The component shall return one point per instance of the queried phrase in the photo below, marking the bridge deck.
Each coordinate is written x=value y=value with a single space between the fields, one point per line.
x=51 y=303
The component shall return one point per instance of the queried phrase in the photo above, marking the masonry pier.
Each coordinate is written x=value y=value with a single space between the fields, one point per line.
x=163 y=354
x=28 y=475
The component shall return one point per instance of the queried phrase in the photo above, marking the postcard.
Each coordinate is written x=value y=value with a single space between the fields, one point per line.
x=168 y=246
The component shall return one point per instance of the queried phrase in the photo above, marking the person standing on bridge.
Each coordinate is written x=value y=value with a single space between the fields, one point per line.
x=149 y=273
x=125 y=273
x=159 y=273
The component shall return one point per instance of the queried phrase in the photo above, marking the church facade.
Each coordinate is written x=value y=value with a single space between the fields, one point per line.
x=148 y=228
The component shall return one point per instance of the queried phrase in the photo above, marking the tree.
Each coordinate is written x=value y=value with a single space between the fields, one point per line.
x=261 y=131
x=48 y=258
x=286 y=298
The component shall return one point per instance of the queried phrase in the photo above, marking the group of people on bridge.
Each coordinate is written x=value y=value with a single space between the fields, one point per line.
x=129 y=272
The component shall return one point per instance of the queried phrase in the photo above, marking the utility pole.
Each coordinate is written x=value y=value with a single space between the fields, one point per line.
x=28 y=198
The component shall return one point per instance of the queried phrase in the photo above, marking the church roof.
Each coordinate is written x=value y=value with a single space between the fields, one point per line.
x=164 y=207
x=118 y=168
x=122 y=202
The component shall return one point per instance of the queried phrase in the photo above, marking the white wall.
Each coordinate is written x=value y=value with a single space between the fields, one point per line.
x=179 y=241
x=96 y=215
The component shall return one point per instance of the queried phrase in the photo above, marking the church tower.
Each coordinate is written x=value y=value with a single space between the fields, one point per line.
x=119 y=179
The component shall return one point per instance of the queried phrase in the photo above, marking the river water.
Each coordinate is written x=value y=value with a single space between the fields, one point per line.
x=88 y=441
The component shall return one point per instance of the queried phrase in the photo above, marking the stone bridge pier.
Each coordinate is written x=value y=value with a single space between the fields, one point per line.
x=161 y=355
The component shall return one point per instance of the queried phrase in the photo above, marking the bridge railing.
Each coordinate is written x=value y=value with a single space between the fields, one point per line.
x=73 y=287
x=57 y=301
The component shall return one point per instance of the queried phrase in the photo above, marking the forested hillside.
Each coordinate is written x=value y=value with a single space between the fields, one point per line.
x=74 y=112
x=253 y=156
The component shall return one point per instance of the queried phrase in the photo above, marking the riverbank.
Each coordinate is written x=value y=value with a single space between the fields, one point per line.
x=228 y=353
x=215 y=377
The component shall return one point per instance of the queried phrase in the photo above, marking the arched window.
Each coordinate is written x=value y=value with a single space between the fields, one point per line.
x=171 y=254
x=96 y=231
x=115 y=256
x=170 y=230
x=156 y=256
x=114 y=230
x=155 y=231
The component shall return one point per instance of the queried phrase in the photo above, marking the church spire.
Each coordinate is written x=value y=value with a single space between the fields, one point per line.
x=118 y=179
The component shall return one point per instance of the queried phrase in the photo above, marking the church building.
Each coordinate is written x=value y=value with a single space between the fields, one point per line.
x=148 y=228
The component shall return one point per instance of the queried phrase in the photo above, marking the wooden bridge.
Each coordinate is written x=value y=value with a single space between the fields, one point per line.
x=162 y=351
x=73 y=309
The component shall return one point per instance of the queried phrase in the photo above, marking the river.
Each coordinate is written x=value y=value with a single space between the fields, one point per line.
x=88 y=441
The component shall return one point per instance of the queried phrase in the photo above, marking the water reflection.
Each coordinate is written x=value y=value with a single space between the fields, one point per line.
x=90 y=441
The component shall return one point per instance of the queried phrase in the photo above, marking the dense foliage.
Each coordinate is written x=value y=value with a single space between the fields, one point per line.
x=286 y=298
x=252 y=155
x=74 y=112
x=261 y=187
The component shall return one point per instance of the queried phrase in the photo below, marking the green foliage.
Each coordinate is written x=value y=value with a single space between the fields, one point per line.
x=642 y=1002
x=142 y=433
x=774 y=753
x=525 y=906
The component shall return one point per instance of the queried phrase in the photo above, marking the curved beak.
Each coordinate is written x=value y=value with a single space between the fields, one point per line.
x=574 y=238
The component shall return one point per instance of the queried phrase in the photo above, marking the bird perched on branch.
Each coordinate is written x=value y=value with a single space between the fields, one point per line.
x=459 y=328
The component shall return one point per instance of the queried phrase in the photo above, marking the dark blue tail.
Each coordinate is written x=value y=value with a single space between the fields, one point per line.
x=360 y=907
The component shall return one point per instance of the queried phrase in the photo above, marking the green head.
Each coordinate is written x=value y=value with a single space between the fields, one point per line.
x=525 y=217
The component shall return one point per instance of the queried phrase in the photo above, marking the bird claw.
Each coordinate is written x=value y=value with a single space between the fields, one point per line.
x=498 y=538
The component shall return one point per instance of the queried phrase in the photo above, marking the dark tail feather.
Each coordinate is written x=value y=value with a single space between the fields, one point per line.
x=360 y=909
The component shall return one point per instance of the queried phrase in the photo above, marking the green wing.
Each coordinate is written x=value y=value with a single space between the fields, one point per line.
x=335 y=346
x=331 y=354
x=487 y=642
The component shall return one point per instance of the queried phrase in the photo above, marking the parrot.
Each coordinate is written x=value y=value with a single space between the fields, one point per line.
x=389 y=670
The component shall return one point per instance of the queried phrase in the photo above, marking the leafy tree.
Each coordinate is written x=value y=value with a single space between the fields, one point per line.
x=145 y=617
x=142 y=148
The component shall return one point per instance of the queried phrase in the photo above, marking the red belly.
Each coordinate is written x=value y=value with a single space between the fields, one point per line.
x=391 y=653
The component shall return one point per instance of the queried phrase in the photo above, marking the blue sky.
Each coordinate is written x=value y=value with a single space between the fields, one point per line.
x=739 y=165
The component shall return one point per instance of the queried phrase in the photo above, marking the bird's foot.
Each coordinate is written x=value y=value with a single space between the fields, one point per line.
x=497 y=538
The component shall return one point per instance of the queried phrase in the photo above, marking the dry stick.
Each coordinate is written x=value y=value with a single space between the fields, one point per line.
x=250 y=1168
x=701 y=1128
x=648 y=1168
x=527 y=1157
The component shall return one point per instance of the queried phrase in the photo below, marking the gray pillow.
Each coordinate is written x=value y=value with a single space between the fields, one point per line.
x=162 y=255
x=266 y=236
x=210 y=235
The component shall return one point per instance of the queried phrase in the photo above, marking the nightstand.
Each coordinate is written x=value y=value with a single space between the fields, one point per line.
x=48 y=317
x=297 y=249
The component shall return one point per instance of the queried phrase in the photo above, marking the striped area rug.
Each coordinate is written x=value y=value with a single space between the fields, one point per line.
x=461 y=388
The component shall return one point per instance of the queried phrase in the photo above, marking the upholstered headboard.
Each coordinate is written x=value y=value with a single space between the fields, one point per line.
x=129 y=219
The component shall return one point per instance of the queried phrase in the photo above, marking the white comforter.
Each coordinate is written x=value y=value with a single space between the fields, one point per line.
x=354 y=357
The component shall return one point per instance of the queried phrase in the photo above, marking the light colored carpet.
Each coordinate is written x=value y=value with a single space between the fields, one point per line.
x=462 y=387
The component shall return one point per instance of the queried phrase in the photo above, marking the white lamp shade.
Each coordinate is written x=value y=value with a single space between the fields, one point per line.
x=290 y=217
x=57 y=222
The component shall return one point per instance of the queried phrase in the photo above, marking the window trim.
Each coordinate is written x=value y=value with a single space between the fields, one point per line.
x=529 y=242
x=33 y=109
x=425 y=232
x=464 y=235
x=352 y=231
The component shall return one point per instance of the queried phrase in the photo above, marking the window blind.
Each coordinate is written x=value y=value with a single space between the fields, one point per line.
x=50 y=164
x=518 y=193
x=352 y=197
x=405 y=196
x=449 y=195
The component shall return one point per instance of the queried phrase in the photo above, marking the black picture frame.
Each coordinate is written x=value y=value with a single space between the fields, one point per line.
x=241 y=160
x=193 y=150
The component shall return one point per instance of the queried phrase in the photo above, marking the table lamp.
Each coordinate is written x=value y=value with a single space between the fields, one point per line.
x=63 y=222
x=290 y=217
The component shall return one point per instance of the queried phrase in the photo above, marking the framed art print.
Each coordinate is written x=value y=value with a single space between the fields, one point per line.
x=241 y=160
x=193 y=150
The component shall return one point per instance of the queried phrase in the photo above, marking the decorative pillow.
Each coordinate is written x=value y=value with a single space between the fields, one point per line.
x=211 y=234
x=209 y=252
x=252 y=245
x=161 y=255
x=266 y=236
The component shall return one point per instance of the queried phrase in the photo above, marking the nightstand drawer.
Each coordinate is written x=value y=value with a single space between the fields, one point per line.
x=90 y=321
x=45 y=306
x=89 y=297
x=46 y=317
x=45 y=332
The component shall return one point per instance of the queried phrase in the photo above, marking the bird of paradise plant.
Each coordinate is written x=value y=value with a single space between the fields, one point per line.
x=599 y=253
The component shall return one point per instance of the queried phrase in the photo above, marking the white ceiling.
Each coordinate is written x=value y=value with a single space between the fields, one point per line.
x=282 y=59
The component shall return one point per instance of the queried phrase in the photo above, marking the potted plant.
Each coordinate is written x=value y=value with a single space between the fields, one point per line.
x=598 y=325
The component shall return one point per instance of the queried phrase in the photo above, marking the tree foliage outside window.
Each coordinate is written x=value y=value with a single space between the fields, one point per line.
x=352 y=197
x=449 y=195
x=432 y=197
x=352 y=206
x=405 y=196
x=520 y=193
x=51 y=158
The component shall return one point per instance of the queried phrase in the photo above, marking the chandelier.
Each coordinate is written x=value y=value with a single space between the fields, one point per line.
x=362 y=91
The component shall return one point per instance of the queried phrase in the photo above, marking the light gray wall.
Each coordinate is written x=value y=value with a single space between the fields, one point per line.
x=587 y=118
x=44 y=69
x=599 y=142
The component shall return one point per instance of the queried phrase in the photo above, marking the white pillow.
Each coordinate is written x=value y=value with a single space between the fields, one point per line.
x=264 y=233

WHAT IS BEING ASKED -
Please copy out, word for word, the lines of the rows above starting with the line containing "the bird's foot." and going on through the line containing "x=497 y=538", with both of those lines included.

REPLY -
The component shall return one point per instance of the queried phrase in the photo above, marking the bird's foot.
Each coordinate is written x=value y=value with a single space between the fields, one point per line.
x=497 y=538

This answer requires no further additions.